— begin —

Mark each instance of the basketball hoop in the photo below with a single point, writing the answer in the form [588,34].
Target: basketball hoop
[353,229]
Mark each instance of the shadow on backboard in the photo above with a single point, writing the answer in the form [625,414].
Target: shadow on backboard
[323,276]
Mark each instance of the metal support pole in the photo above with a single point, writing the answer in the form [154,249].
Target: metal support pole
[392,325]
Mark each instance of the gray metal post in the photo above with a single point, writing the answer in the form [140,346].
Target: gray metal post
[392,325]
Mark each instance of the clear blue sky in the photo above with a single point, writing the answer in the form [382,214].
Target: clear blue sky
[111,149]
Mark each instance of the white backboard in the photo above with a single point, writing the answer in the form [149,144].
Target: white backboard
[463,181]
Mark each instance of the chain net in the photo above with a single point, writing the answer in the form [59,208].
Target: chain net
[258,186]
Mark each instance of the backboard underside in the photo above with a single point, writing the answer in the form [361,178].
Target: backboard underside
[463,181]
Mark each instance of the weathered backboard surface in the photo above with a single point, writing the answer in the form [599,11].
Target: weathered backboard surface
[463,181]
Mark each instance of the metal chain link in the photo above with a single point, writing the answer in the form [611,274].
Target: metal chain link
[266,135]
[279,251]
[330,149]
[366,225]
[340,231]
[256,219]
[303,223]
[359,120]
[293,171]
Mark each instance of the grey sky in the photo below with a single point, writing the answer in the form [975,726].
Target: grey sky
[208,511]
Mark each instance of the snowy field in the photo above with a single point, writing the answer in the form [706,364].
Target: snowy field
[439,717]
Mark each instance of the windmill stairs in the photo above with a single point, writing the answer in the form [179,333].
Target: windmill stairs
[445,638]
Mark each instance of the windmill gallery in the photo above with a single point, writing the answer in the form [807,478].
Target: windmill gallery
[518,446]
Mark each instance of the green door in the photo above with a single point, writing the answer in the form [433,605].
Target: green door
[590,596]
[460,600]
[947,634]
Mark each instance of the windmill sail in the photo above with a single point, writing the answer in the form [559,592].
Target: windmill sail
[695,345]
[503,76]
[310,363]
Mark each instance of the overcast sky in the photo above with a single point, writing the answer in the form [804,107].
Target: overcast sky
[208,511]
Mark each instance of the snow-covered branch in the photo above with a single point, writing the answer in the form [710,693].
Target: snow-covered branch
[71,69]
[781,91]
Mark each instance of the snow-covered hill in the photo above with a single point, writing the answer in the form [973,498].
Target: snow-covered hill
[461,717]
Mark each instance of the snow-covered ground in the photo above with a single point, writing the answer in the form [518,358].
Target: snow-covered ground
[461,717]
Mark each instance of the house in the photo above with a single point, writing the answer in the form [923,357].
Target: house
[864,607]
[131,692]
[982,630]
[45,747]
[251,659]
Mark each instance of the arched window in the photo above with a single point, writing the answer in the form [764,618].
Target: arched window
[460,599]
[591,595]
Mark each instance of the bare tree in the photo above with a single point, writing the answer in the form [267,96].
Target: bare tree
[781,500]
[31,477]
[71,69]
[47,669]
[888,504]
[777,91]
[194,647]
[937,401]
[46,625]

— end —

### Directions for this task
Can you render all the items above as a two-column CSV with the headers "instruction" and "answer"? Use one row per item, quote each field, and turn line breaks into spaces.

### Expected answer
instruction,answer
"Mark each instance of the basketball hoop in the photo below with a single point, writing the answer in the form [588,34]. Target: basketball hoop","[353,229]"
"Mark each instance of the shadow on backboard in the photo above with a single point, writing the answer in the form [625,414]. Target: shadow on backboard","[323,276]"
"Mark each instance of the metal support pole in the photo above with a single point, writing the answer in the form [154,249]. Target: metal support pole","[392,325]"
"Mark each instance of the gray metal post in the photo above with a single point, writing the answer in the form [140,346]. Target: gray metal post","[392,325]"
"Mark each instance of the clear blue sky in the photo above with a single point, writing the answer in the form [382,214]. Target: clear blue sky","[111,149]"
"Mark each instance of the white backboard in the photo above with a single point, writing the answer in the form [149,144]. Target: white backboard","[463,181]"
"Mark each instance of the chain net in the photo above with a single point, writing the answer in the form [59,208]. Target: chain net","[258,186]"
"Mark each instance of the backboard underside in the photo above with a single point, writing the answer in the form [361,178]. Target: backboard underside","[463,181]"
"Mark each instance of the weathered backboard surface in the photo above with a single point, writing the answer in the form [599,11]. Target: weathered backboard surface","[463,181]"
"Mark each instance of the metal chain link in the photo above with a single point, writing the answer in the form [611,274]. Target: metal chain link","[266,135] [279,251] [330,149] [366,225] [340,231] [256,219] [303,223] [359,120] [293,171]"
"Mark each instance of the grey sky in the photo below with a single point, writing the answer in the form [975,726]. Target: grey sky","[208,511]"
"Mark each instance of the snowy field in the photo above with a single point, writing the answer in the form [706,364]. Target: snowy field","[439,717]"
"Mark each instance of the windmill stairs in the photo above with a single point, writing the answer in the form [179,333]. Target: windmill stairs","[445,638]"
"Mark each instance of the windmill gallery in the photo above with a single point, writing the answer in the form [807,478]. Target: windmill gallery","[518,446]"
"Mark each instance of the green door in the photo above with a single point, writing the answer in the form [433,605]. Target: green door","[590,596] [460,600] [947,634]"
"Mark each instance of the windmill sail in the photo above with a single point, writing the answer in the form [559,592]. Target: windmill sail","[695,345] [503,76] [310,363]"
"Mark each instance of the overcast sky in the photo above with a single point, writing the answer in the form [804,107]. Target: overcast sky","[208,511]"
"Mark each instance of the snow-covered branch in the photo above with a single point, writing the answer in the form [710,693]. Target: snow-covered branch","[71,69] [781,91]"
"Mark each instance of the snow-covered hill in the photo above with a single point, writing the answer in the form [973,498]. Target: snow-covered hill","[461,717]"
"Mark each instance of the snow-covered ground in the photo above with a single point, writing the answer in the form [518,358]. Target: snow-covered ground","[461,717]"
"Mark each instance of the house in the photo above with a single point, writing the answer in the form [923,357]. Target: house","[864,607] [131,692] [982,630] [45,747] [251,659]"
"Mark each instance of the arched window in the photo above with a single point, writing the answer in the form [764,618]. Target: arched window","[460,599] [591,595]"
"Mark each instance of the bare tree in the photo above with a single point, writing the answer in the form [267,96]. Target: bare tree","[781,500] [31,477] [71,69] [47,669] [888,504] [777,91] [194,647] [937,401] [46,625]"